## PROMPT
Reproduce the full listing below unchanged, apart from the pictures.

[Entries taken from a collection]
## Begin

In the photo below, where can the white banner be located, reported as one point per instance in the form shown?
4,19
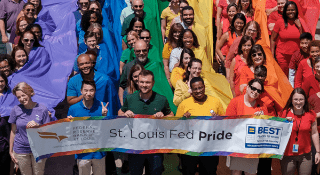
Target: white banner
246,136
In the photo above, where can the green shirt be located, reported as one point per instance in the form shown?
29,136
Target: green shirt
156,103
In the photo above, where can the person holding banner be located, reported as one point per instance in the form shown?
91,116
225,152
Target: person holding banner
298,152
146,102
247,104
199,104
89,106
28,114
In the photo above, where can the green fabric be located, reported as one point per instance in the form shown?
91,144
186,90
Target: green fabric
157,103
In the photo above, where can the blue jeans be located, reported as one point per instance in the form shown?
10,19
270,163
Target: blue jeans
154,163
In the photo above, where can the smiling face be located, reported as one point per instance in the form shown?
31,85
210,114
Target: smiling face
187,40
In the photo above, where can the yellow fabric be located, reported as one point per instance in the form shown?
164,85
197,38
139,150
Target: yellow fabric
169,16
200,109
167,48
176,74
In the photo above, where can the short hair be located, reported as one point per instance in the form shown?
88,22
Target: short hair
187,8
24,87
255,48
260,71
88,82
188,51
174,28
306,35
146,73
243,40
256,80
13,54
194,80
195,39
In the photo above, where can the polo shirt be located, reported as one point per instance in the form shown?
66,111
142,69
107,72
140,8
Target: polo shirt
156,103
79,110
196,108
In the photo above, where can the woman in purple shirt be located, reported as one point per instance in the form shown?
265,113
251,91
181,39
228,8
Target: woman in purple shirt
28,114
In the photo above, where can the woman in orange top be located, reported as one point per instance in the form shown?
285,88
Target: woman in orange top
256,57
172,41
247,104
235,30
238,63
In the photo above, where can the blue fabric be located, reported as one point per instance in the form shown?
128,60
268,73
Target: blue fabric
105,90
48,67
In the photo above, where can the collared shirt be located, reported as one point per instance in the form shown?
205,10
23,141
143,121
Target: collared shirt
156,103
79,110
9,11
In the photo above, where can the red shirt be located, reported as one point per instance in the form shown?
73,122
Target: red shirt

## End

## ANSWER TO THE PROBLEM
In the photo below, where can the white banner be located, reported as one point per instance in the form shown?
4,19
Target: white banner
246,136
In the photo above, where can the green shirt be located, reported as one point per instance in the form shown?
29,136
Target: green shirt
156,103
In the photo above, where can the person holding banner be located, reported as one point per instance in the form shown?
91,116
225,152
Target: person holding banner
298,152
146,102
247,104
199,104
89,106
28,114
In the photo above, where can the green fabric be located, reported as one point per instance in the form shown?
91,144
186,90
Target: green fabric
157,103
In the photo above, where can the blue jeans be located, reported as one point per instance in the form shown?
10,19
270,163
Target: blue jeans
154,163
In the photo above, where can the smiling face be located, reported as one point per instance in the form shown?
31,85
210,114
Target: smiling face
187,40
In the photo above, where can the yellow fabric be located, reported as one point per instance in the form shown?
164,85
197,38
139,150
Target: yellow fabric
169,16
200,109
167,48
176,74
In the photo above, where can the short hair be located, reported as one point per instance in the form shown?
88,22
Target: short hair
187,8
24,87
255,48
260,71
88,82
188,51
174,28
306,35
146,73
243,40
256,80
13,54
194,80
195,39
In the photo above, where can the polo shirt be located, reported as one point per instance in the form shown?
66,111
142,69
107,72
140,8
Target: polo shirt
156,103
79,110
196,108
In the photo above, where can the woman in purple shirt be located, reported as one point per instance in the form shown?
265,113
251,91
181,39
228,8
Target: woman in purple shirt
28,114
In the photo above, where can the woman in orange top be located, reported as one point per instance in the form shown?
285,88
Target: woman in orange top
256,57
172,41
247,104
235,30
238,63
In the photo above, where can the blue fabric be located, reported as one point per instance in the form shown?
128,60
268,73
Target: blue fabric
105,90
48,67
In the photo above, where can the collared shirt be located, reported as one point per instance in the form shown?
205,10
23,141
143,121
Target: collared shirt
156,103
79,110
9,11
In the photo above, where can the red shirt be located, reported as one point per instance in the form shown?
73,122
Target: red shirt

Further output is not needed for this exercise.